### Page excerpt
◇ ◇ ◇ ◇

Consider the case of Roger, a fifty-six-year-old patient whose relevant circuitry was destroyed by a rare illness.

Herpes Simplex Encephalitis (HSE) is an extremely rare disease that infects only two people per million and mysteriously attacks only limbic tissue, leaving adjacent brain cells intact. Also, the hypothalamus and below remain intact. Roger’s damaged limbic tissue included all of his cortical limbic tissue and his amygdala (but not his hypothalamus and brainstem or Roger would be dead, suffering from “locked in syndrome”, or he wouldn’t remain conscious or in control of his body functions). The damaged regions were the regions that were originally believed to be part of the mythical "limbic system."

Overall, Roger can seem completely emotionally normal if you don’t know that he has extensive brain damage.

Several prominent scientists, including Antonio Damasio and the neuroscientist Bjorn Merker (who has written about the affectivity of children who are born without a cerebral cortex), have asserted that conscious feeling requires only circuitry in the brainstem, and that cortical regions are not required.[1][2] This might explain why Roger and other similar patients with HSE are conscious and have affective feelings. The neuroscientist Bud Craig argues, however, that Roger (and patients like him) might have some intact limbic tissue in the ventral anterior insula, and presents an alternative view for the anterior insula as the brain basis of conscious feeling.[3]

While it is tempting to hypothesize that the anterior insula or other cortical regions are unimportant for feeling (or are the locus of feeling), the idea of a single “source” of feeling is essentialism. If you instead consider feelings as arising from both predictions and incoming sensory input, then degeneracy is possible, and patients like Roger can be understood without essentializing.

◇ ◇ ◇ ◇

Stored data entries
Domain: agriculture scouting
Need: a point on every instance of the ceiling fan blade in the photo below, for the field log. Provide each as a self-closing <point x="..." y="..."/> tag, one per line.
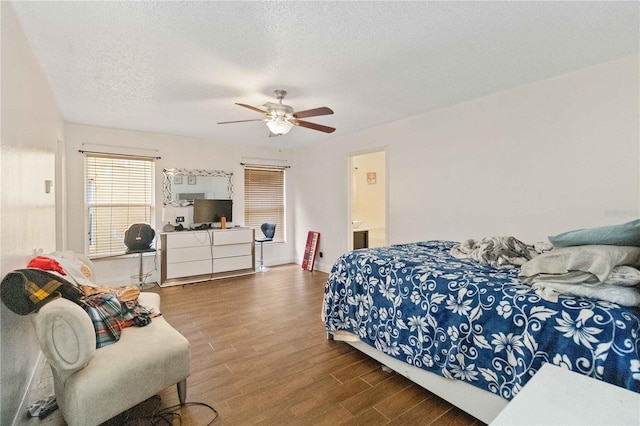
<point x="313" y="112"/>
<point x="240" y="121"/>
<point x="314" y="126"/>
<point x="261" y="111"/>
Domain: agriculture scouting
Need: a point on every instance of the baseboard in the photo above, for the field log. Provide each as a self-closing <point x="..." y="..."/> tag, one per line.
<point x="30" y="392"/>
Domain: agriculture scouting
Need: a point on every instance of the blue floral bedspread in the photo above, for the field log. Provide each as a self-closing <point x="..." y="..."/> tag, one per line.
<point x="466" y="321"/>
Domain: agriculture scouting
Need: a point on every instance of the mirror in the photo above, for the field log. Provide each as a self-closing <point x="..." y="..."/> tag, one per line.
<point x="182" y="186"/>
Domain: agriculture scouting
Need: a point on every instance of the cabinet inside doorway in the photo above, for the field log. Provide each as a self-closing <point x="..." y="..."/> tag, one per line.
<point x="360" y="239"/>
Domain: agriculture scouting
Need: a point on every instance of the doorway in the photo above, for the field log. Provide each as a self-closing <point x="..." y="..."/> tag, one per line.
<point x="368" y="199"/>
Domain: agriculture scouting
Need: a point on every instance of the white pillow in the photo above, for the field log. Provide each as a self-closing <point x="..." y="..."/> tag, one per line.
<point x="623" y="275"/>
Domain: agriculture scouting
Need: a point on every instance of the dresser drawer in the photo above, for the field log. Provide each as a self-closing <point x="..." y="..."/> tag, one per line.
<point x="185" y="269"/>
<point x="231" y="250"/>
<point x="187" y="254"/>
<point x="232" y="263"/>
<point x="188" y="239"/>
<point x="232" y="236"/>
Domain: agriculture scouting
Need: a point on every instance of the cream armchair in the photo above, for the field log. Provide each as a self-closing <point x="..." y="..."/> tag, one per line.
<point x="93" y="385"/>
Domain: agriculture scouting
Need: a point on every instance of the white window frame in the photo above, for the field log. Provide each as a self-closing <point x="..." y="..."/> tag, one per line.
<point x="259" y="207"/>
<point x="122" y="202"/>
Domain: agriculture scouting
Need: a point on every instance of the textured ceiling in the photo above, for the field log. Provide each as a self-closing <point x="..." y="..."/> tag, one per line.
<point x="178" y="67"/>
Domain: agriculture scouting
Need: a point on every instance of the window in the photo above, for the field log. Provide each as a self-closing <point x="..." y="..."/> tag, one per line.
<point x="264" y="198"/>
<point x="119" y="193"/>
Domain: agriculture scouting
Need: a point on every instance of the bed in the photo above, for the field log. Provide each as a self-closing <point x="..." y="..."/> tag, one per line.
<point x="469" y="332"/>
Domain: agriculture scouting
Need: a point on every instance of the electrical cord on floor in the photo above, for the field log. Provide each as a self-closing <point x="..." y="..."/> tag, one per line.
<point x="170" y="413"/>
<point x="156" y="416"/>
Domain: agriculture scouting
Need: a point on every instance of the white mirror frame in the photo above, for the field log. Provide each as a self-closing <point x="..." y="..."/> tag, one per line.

◇ ◇ ◇ ◇

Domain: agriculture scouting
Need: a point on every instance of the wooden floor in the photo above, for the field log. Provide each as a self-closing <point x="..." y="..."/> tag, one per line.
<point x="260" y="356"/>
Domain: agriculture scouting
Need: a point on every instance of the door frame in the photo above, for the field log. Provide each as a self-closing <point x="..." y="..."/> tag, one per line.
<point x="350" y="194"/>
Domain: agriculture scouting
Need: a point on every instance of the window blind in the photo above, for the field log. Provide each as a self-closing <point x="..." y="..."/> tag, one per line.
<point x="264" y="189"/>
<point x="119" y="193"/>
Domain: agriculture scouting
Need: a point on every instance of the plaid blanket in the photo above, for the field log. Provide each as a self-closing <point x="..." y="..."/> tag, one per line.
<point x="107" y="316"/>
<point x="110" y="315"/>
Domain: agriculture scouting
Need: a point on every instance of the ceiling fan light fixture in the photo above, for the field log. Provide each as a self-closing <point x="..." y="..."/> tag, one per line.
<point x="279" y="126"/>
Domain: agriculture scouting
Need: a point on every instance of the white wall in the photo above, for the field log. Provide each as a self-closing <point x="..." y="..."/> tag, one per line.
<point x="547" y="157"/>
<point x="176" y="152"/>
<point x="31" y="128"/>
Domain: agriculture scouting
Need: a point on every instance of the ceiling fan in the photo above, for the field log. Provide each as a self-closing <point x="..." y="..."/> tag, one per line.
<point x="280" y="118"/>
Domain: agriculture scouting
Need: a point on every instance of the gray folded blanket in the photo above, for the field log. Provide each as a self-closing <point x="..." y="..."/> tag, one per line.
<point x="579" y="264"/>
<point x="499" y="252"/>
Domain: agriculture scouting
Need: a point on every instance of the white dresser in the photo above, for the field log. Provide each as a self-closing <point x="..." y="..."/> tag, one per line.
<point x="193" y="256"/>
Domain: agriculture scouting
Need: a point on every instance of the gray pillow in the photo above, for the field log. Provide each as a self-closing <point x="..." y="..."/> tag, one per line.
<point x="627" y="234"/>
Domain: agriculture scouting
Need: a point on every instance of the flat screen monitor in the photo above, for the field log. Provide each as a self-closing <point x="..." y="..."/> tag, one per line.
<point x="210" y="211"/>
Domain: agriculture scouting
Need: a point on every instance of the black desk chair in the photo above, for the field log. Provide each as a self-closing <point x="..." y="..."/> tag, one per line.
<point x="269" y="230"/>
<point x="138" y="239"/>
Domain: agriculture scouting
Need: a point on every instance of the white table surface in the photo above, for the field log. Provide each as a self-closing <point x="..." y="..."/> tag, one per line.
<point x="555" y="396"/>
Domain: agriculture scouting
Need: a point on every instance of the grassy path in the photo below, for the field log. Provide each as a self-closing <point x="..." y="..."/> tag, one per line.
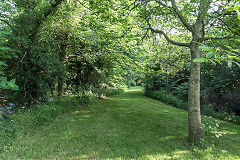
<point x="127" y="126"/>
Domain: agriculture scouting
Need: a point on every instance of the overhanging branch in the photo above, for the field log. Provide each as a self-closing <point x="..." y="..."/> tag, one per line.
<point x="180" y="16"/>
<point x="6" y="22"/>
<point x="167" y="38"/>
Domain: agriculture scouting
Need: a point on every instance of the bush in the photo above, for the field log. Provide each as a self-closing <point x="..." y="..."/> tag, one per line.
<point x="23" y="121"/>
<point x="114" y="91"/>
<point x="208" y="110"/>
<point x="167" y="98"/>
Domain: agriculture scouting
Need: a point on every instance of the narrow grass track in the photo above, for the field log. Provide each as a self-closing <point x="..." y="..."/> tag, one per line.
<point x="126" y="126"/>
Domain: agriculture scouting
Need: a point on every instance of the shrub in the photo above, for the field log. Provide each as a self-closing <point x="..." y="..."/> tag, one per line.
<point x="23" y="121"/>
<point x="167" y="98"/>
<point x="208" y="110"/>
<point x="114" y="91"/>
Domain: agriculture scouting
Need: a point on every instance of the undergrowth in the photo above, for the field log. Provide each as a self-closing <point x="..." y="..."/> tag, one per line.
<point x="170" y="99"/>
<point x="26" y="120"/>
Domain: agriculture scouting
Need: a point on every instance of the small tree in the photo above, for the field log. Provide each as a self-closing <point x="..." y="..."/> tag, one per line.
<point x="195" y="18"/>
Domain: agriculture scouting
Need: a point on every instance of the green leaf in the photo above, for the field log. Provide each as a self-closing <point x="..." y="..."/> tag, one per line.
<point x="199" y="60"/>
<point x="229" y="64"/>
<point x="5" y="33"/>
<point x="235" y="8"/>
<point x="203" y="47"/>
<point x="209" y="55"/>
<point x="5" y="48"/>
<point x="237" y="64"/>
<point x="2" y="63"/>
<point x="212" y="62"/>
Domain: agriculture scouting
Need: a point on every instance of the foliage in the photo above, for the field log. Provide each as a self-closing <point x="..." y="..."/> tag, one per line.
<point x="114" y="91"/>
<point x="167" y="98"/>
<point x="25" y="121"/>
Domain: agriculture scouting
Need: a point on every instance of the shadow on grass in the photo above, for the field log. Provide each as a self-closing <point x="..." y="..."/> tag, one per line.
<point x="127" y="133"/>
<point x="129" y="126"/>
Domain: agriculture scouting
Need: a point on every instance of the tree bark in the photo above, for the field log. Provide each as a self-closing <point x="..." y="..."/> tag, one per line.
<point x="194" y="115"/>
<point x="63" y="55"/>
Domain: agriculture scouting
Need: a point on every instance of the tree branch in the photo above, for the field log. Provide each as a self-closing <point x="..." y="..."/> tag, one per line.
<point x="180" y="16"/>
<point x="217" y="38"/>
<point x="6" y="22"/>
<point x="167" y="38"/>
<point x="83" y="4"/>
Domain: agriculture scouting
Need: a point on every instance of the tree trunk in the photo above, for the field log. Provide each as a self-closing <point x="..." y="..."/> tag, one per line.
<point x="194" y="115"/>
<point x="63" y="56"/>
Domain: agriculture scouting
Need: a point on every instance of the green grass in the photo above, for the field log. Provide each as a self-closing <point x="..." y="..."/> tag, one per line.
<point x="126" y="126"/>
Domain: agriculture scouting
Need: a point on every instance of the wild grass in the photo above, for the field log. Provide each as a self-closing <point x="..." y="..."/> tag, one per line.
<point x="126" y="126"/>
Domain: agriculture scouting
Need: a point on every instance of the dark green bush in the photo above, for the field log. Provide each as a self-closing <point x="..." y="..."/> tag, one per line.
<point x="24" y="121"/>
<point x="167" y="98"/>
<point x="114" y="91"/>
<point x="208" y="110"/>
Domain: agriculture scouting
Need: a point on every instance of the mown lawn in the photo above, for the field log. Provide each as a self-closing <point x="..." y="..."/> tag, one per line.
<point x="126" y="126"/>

◇ ◇ ◇ ◇

### Problems to solve
1. Reproduce the stretch of the passage about Roger from "Consider the case" through "extensive brain damage.".
2. Please name every scientist mentioned in the passage about Roger.
3. Extend the passage about Roger's brain damage and conscious feeling beyond its final sentence.
The listing has no connection to the passage about Roger.

### Task responses
1.
Consider the case of Roger, a fifty-six-year-old patient whose relevant circuitry was destroyed by a rare illness.

Herpes Simplex Encephalitis (HSE) is an extremely rare disease that infects only two people per million and mysteriously attacks only limbic tissue, leaving adjacent brain cells intact. Also, the hypothalamus and below remain intact. Roger’s damaged limbic tissue included all of his cortical limbic tissue and his amygdala (but not his hypothalamus and brainstem or Roger would be dead, suffering from “locked in syndrome”, or he wouldn’t remain conscious or in control of his body functions). The damaged regions were the regions that were originally believed to be part of the mythical "limbic system."

Overall, Roger can seem completely emotionally normal if you don’t know that he has extensive brain damage.

2. Antonio Damasio, Bjorn Merker, Bud Craig

3.
Notes on the Notes

  1. Damasio, Antonio, and Gil B. Carvalho. 2013. “The Nature of Feelings: Evolutionary and Neurobiological Origins.” Nature Reviews Neuroscience 14 (2): 143–152.
  2. Merker, Bjorn. 2007. "Consciousness without a cerebral cortex: A challenge for neuroscience and medicine." Behavioral and Brain Sciences 30 (1): 63-81.
  3. Craig, A. D. (Bud). 2014. How Do You Feel?: An Interoceptive Moment with Your Neurobiological Self. Princeton, New Jersey: Princeton University Press.